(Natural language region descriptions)
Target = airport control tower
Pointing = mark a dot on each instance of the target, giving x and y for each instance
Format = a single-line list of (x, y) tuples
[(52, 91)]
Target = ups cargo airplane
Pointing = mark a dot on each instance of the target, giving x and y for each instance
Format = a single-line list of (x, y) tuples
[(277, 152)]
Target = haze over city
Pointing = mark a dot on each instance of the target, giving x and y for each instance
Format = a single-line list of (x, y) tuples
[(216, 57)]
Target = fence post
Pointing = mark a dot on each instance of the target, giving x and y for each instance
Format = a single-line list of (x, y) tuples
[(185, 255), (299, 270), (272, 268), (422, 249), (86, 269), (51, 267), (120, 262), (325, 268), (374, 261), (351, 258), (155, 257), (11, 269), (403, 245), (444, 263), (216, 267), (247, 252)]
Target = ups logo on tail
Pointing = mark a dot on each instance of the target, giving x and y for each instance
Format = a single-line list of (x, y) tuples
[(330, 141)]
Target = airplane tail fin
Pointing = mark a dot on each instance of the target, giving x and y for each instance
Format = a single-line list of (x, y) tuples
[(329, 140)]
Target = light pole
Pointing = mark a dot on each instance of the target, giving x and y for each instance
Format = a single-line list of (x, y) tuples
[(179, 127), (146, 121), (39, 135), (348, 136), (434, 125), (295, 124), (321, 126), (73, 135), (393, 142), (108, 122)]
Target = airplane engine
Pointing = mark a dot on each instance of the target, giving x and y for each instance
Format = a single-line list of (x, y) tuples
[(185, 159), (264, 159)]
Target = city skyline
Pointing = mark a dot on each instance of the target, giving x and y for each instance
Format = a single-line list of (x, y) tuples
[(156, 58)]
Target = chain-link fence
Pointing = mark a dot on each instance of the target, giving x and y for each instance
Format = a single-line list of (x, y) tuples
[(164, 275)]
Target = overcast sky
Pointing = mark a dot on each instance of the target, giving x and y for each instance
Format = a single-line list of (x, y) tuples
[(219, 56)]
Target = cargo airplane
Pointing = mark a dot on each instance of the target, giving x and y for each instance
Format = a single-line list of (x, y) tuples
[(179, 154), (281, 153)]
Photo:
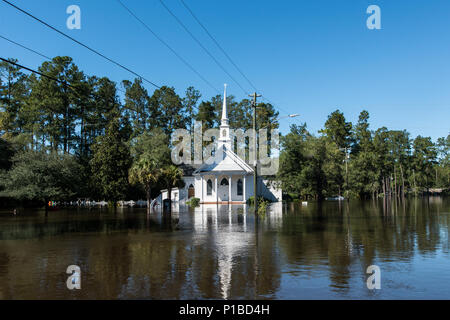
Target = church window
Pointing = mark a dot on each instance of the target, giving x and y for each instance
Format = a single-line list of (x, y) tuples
[(209, 187), (240, 188)]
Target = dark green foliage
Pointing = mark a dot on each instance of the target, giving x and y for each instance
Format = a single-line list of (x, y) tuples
[(110, 163), (42, 176), (193, 202), (101, 137)]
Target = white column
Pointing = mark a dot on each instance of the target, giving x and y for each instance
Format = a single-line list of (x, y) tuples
[(243, 193), (217, 191), (229, 191)]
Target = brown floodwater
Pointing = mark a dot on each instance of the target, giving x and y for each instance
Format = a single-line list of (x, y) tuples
[(293, 252)]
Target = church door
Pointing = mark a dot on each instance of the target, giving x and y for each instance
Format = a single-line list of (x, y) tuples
[(223, 190)]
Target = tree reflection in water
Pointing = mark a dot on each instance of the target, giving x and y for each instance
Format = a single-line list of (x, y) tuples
[(294, 251)]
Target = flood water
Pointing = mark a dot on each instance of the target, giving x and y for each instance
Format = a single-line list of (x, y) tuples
[(293, 252)]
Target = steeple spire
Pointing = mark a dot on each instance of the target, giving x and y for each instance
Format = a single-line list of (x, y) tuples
[(224, 107), (224, 139)]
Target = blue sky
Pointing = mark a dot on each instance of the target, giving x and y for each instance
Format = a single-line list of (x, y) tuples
[(308, 57)]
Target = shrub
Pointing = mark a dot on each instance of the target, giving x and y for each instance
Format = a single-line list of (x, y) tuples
[(193, 202)]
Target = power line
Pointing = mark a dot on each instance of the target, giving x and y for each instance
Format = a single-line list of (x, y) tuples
[(218, 45), (81, 44), (169, 47), (225, 53), (40, 54), (202, 46), (37, 72), (22, 46)]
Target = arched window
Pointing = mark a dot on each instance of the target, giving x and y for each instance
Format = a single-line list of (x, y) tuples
[(191, 191), (240, 188), (209, 187)]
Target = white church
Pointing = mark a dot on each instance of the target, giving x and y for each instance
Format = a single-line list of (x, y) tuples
[(225, 178)]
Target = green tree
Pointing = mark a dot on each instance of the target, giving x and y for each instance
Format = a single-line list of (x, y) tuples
[(110, 163), (423, 159), (171, 176), (137, 101), (42, 176), (6, 154), (362, 170), (59, 102), (151, 153), (167, 110)]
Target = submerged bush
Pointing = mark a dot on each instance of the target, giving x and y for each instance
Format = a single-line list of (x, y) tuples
[(193, 202)]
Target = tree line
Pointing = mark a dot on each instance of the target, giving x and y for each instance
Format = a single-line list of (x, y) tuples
[(351, 160), (89, 137)]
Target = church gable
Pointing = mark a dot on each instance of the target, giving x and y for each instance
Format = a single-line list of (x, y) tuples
[(225, 161)]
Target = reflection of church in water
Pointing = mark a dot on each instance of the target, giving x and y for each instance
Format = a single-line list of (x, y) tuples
[(238, 250), (224, 177)]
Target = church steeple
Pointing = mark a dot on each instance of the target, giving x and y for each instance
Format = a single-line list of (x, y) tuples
[(224, 139)]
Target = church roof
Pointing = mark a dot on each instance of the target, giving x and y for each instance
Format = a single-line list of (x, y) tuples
[(224, 161)]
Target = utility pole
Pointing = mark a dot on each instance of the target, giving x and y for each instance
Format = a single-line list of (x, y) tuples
[(255, 160)]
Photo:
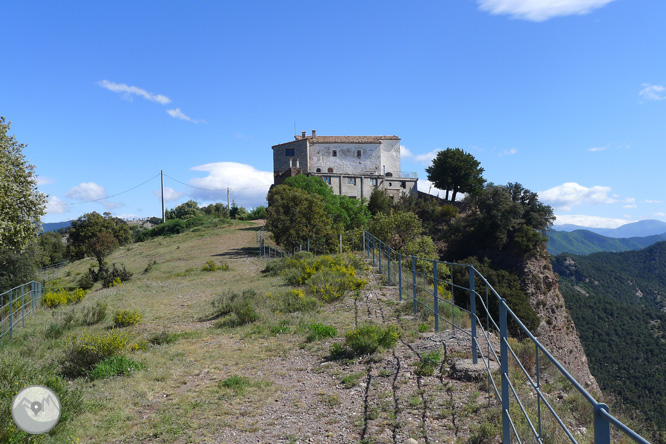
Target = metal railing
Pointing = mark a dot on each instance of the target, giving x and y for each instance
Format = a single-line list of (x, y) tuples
[(16, 304), (433, 288)]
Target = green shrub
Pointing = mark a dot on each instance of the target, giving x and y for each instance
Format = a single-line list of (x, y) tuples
[(17, 372), (320, 331), (426, 366), (114, 366), (369, 338), (93, 314), (241, 305), (111, 278), (83, 352), (126, 318), (291, 301)]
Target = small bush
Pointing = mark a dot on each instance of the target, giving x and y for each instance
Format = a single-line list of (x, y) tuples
[(320, 331), (369, 338), (241, 305), (93, 314), (87, 280), (113, 277), (426, 366), (83, 352), (114, 366), (126, 318)]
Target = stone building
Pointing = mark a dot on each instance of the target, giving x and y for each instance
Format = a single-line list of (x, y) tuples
[(352, 165)]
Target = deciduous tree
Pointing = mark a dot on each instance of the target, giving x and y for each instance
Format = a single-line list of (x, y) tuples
[(21, 204), (456, 170)]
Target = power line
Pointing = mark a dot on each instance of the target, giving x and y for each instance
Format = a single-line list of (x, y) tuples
[(210, 189), (107, 197)]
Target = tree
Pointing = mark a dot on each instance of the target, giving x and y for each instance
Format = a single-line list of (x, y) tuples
[(21, 204), (455, 170), (185, 210), (380, 202), (88, 226), (294, 216), (101, 246)]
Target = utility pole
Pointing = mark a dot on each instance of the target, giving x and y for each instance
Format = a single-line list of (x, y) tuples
[(162, 179)]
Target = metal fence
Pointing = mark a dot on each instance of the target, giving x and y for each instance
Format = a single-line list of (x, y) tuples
[(434, 289), (16, 304)]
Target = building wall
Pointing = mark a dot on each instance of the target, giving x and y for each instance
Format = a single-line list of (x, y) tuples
[(347, 160), (390, 157), (281, 162)]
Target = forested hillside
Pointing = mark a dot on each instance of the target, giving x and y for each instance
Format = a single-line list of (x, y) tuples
[(588, 242), (617, 303)]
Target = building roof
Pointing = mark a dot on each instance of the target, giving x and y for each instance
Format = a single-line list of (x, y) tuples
[(341, 139)]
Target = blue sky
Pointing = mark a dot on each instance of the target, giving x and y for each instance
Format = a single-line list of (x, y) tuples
[(567, 97)]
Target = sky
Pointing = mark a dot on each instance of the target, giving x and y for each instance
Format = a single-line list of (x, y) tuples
[(566, 97)]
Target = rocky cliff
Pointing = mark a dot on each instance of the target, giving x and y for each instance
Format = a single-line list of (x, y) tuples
[(557, 331)]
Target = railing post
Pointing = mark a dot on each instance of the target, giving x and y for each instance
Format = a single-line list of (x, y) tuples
[(601, 425), (414, 281), (22, 306), (472, 309), (380, 257), (11, 314), (388, 263), (504, 368), (435, 293), (399, 276)]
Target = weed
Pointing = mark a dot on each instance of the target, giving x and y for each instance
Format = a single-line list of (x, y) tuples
[(320, 331), (126, 318), (350, 381), (426, 366), (94, 314), (115, 366), (83, 352)]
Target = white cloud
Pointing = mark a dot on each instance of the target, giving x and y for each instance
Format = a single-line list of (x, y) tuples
[(87, 191), (170, 194), (127, 92), (43, 180), (540, 10), (55, 205), (249, 186), (653, 92), (566, 196), (510, 152), (590, 221), (178, 114)]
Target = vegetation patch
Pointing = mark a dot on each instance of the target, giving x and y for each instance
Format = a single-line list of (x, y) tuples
[(126, 318)]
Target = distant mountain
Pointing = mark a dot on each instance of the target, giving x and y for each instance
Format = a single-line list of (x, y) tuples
[(53, 226), (618, 302), (587, 242), (649, 227)]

■ **Task statement**
From the entries above, copy exactly the lines starting at the one with "Target = ups logo on tail" and stopping at the one with "Target = dark green foliage", keeping both ends. Drop the pictures.

■ **Your solution**
Target = ups logo on tail
Pointing = mark a dot on each instance of the target, giving x and y for each instance
Format = a single-line list of (x, y) tuples
[(330, 141)]
Target = airplane tail fin
Pointing = mark a dot on each instance of the target, giving x and y for each instance
Format = a single-line list of (x, y) tuples
[(329, 140)]
Target = light pole
Pointing = mark a dot on each instance of the target, giving x and y for each instance
Format = a single-line list of (x, y) tuples
[(179, 127), (146, 121), (39, 135), (348, 136), (434, 125), (295, 124), (321, 126), (73, 135), (393, 142), (108, 122)]
Target = airplane engine
Pointing = mark a dot on each instance of the target, giving x and y for each instance
Format = a single-line list of (x, y) tuples
[(185, 159), (264, 159)]
Target = city skyline
Pointing = mark a dot on each instance of the target, giving x and y for each instance
Format = a single-line list of (x, y) tuples
[(156, 58)]
Target = chain-link fence
Pointing = mark a dot on each instance of the target, giving x and y for each instance
Format = a single-line list of (x, y) tuples
[(164, 275)]
Target = overcast sky
Pointing = mark a dot on each instance of the target, giving x and y for each instance
Format = a single-line list of (x, y) tuples
[(219, 56)]
Target = cargo airplane
Pointing = mark a dot on each instance of the target, giving x and y for each instance
Format = a single-line list of (x, y) tuples
[(179, 154), (281, 153)]
Photo:
Target = church window
Pointing = mark a dot on each instance of the target, giving x and y for each instance
Format = a single-line list of (x, y) tuples
[(209, 187), (240, 188)]
Target = dark green foliage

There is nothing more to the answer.